• _Teks Hasil Ekstraksi_:
Liga 1 Telah Usai, Ini 4 Pelatih Terbaik Versi INDOSPORT
Gelaran Liga 1 Gojek Traveloka telah usai dan melahirkan jawara baru, Bhayangkara FC. Terlepas dari gelar juara yang berhasil diraih oleh Bhayangkara FC, banyak tim-tim yang menampilkan penampilan apiknya di gelaran tersebut.
Penampilan apik tim-tim tersebut sudah pasti tidak dapat dipisahkan dari peran para pelatihnya. Kemampuan para pelatih untuk memilih dan mengasah kemampuan pemainnya saat ingin bertanding tentu saja menjadi poin penting.
Nah, terkait hal tersebut, INDOSPORT berhasil merangkum 4 pelatih terbaik Liga 1 Gojek Traveloka. Berikut ini daftarnya:
1. Widodo Cahyono Putro (Bali United)
Pada 6 November 2017 lalu, Widodo Cahyono Putro mungkin mendapatkan tantangan paling berat di sepanjang karier kepelatihannya. Dalam sebuah pertandingan yang sangat menentukan perebutan gelar Liga 1, tidak hanya harus menghadapi tuan rumah PSM Makassar yang didukung oleh puluhan ribu pendukungnya, Widodo juga harus mendapati pertengkaran yang terjadi di antara dua pemain andalannya, Sylvano Comvalius dan Stefano Lilipay.
Dengan pendekatan seperti itu, salah sedikit saja dalam mengambil keputusan, Widodo bisa mengubur dalam-dalam peluang Bali United untuk meraih gelar Liga 1.
Setelah melakukan perhitungan matang, Widodo kemudian memilih untuk tetap mempertahankan kedua pemain tersebut di atas lapangan. Pasalnya, selain pemain bintang, kedua pemain tersebut juga merupakan pemain penting dalam pendekatan taktik Widodo pada pertandingan tersebut.
Bersama Irfan Bachdim, Comvalius dan Lilipaly saat itu bermain sebagai pemain depan dalam formasi 4-3-3 yang diterapkan Widodo. Tugas mereka cukup berat, sementara pemain-pemain Bali United diberi tugas untuk bertahan secara mendalam, tiga pemain tersebut harus mampu memaksimalkan kesempatan yang dimilikinya saat Bali United mampu melakukan serangan balik cepat.
Pada akhirnya, keputusan Widodo ternyata tepat. Di menit-menit terakhir pertandingan Bali United mampu melakukan serangan balik cepat. Tak terkejar oleh pemain-pemain belakang PSM Makassar, Comvalius yang tinggal berhadapan dengan penjaga gawang Makassar kemudian memilih memberikan umpan kepada Lilipaly yang mempunyai ruang tembak lebih besar daripada dirinya.

• _Daftar Data_:
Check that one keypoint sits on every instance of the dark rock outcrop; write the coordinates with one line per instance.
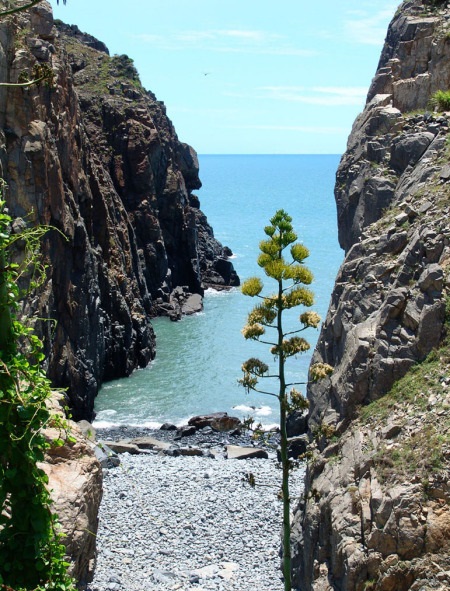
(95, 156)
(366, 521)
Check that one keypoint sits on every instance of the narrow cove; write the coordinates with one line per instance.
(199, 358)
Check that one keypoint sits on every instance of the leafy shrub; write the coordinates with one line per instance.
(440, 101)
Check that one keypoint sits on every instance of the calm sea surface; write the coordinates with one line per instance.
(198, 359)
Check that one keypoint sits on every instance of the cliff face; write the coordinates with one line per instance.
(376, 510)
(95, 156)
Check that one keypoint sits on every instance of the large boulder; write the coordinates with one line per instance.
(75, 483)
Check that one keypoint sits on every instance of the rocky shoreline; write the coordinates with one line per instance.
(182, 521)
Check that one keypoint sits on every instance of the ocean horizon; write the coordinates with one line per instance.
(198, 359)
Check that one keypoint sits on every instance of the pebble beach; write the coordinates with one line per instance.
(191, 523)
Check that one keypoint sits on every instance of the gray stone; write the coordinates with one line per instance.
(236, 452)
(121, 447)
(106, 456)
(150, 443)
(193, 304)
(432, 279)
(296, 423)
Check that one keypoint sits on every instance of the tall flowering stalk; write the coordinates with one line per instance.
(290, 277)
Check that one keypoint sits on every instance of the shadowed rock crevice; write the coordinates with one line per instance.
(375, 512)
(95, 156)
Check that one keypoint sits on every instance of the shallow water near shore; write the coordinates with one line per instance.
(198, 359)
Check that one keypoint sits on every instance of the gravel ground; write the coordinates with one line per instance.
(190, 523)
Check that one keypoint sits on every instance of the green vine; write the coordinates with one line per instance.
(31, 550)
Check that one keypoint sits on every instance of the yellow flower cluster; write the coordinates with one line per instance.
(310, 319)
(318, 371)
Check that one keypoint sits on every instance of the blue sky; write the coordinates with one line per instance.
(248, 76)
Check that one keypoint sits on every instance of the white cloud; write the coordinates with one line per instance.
==
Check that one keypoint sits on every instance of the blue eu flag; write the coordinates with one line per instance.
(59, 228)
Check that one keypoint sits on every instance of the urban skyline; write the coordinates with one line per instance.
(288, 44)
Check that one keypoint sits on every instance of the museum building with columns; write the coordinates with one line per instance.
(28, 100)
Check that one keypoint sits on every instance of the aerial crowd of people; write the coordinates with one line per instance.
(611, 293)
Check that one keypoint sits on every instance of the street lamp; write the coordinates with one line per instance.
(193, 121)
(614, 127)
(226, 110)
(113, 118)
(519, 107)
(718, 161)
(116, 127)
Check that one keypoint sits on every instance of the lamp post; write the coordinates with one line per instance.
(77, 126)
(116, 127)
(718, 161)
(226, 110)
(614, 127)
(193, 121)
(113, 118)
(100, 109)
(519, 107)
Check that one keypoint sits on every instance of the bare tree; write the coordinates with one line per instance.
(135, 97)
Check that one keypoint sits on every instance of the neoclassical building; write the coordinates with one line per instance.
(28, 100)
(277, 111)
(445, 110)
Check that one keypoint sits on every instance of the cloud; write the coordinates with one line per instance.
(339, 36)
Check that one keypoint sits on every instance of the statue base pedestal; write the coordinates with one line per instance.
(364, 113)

• _Tugas untuk Dikerjakan_:
[1] Berdasarkan artikel tentang pelatih terbaik Liga 1, mengapa Widodo memilih tetap mempertahankan dua pemain andalannya yang bertengkar di atas lapangan? Jawab dalam satu hingga tiga kalimat.
[2] Tukar "poin penting" dengan "hal utama" pada bagian artikel tentang pelatih terbaik Liga 1 yang diawali dengan kata-kata "Penampilan apik tim-tim" dan diakhiri dengan "Putro (Bali United)", lalu tuliskan kembali bagian tersebut.
Data tersebut sama sekali tidak berperan dalam hal ini.

• _Tugas yang Terselesaikan_:
[1] Widodo tetap mempertahankan kedua pemain itu karena mereka bukan hanya pemain bintang. Keduanya juga merupakan pemain penting dalam pendekatan taktik Widodo pada pertandingan tersebut.

[2]
Penampilan apik tim-tim tersebut sudah pasti tidak dapat dipisahkan dari peran para pelatihnya. Kemampuan para pelatih untuk memilih dan mengasah kemampuan pemainnya saat ingin bertanding tentu saja menjadi hal utama.
Nah, terkait hal tersebut, INDOSPORT berhasil merangkum 4 pelatih terbaik Liga 1 Gojek Traveloka. Berikut ini daftarnya:
1. Widodo Cahyono Putro (Bali United)